• DOCUMENT TEXT
Created 10-26-2016 07:13 PM
I'm a beginner in Spark, trying to join a 1.5 million data set (100.3 MB) with 800+ million data set (15.6 GB) join using broadcast hash join with Spark Data frame API. The application completes in about 5 seconds with 80 tasks. As I try to run a "joinDF.show()" or "collect" command at the very last step, the application tasks fully completes but my console hangs right after and I get all these errors after some time.
The first line in the error:
Exception in thread "broadcast-hash-join-0" java.lang.OutOfMemoryError: GC overhead limit exceeded
Full Error log:
https://www.dropbox.com/s/te59cxnm4j5rb3p/log.txt?dl=0
Spark-Shell (Fire up command):
spark-shell \ --executor-memory 16G \ --num-executors 800 \
Spark-Scala Code:
case class Small(col_1: String, col_2:String, col_3:String, col_4:Int, col_5:Int, col_6:String) val sm_data = sc.textFile("/small_hadoop_data") val smallDataframe = sm_data.map(_.split("\\|")).map(attr => Small(attr(0).toString, attr(1).toString, attr(2).toString, attr(3).toInt, attr(4).toInt, attr(5).toString)).toDF() smallDataframe.registerTempTable("Small") // Row Count 1,518,933 val lg_data = sc.textFile("/very_large_hadoop_data") case class Large(col_1: Int, col_2: String, col_3: Int) val LargeDataFrame = lg_data.map(_.split("\\|")).map(attr => Large(attr(0).toInt, attr(2).toString, attr(3).toInt)).toDF() LargeDataFrame.registerTempTable("Very_Large") // Row Count: 849,064,470 val joinDF = LargeDataFrame.join(broadcast(smallDataFrame), "key")
Created 10-27-2016 06:43 PM
How big is your cluster? Sounds like you may need more RAM.
That's a big join when they come together.
What does the history UI show.
Try 895 executors and 32 G of RAM.
How many nodes in the cluster do you have? How big are these files in Gigabytes?
How much RAM is available on the cluster?

• WRITTEN TASKS
a: Reproduce the portion of the Spark join thread from "Created 10-27-2016 06:43" up to and including "files in Gigabytes?".
b: Answer these questions using the Spark join thread:
(i) What is the size in megabytes of the smaller data set being joined?
(ii) What kind of error is named in the first line of the error output?
(iii) How many executors and how much RAM does the reply recommend trying?
c: Pick up the Spark join thread after its last line and keep writing it.
The items that come next are taken from a separate source and have no connection to the Spark join thread.

Collection entries

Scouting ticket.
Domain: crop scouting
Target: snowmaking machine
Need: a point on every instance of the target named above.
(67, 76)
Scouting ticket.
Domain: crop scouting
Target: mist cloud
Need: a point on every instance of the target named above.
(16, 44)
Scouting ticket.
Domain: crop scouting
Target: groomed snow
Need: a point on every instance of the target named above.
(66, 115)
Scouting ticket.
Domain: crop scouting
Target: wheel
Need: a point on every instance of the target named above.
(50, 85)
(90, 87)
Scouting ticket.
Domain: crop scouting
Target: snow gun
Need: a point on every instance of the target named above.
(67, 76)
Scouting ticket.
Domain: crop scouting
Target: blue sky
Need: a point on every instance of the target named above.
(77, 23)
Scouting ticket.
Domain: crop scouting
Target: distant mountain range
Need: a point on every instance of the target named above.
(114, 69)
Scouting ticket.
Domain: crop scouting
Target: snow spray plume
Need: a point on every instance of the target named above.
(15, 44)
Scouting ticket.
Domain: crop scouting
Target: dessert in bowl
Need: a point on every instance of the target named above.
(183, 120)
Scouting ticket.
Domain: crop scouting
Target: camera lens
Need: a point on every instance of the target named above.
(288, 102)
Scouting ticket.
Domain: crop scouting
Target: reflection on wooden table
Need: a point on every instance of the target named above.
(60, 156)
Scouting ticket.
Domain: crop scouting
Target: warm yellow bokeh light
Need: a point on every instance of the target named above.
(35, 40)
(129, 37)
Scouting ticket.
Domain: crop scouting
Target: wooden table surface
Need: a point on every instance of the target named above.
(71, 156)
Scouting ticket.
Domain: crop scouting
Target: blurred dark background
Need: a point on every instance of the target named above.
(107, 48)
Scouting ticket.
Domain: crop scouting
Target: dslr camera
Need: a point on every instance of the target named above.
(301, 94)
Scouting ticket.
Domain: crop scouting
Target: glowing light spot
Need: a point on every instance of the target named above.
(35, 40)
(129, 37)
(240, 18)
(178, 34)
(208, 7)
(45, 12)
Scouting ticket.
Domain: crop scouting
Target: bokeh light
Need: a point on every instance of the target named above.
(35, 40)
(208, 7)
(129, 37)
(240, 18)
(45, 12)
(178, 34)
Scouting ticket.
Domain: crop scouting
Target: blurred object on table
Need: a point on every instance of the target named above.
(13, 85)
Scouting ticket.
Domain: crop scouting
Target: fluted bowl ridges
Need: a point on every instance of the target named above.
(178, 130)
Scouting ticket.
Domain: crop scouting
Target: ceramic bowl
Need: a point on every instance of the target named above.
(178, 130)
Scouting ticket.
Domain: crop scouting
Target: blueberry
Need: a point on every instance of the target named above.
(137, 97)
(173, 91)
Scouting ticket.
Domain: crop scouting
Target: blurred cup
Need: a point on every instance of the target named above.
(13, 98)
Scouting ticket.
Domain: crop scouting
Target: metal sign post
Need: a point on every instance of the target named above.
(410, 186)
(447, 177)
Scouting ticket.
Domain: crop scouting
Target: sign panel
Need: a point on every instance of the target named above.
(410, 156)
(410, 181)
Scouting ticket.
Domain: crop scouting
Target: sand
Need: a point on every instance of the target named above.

• EXERCISE RESPONSES
a:
Created 10-27-2016 06:43 PM
How big is your cluster? Sounds like you may need more RAM.
That's a big join when they come together.
What does the history UI show.
Try 895 executors and 32 G of RAM.
How many nodes in the cluster do you have? How big are these files in Gigabytes?

b:
(i) 100.3 MB
(ii) java.lang.OutOfMemoryError: GC overhead limit exceeded
(iii) 895 executors and 32 G of RAM

c:
Do NOT run from the shell. Run this as compiled code and submit to yarn-cluster. This is running in a shell, not designed for large jobs. Shell is more for developing and testing parts of your code.
Can you upgrade to 1.6.2? Newer Spark is faster and more efficient.
Here are some settings to do.
https://community.hortonworks.com/articles/34209/spark-16-tips-in-code-and-submission.html
Created 10-26-2016 08:42 PM
Quick question. Have you tried without the broadcast? 1.5 million records is not that small, that you should send it to 800 executors.
Also shouldn't you be doing something with the joinDF, e.g. at least a joinDF.count()?
The join by "key" looks interesting as well. Have you considered trying you logic with a smaller dataset first, say 8000 records?
Created 10-27-2016 05:53 PM
I tried without a broadcast. Gets divided into 895 tasks which will take aroud 10 mins to finish.
Spark UI screen shot:http://2.1m.yt/e_tnx0K.png
But it actually doesn't, i get "out of space" memory error.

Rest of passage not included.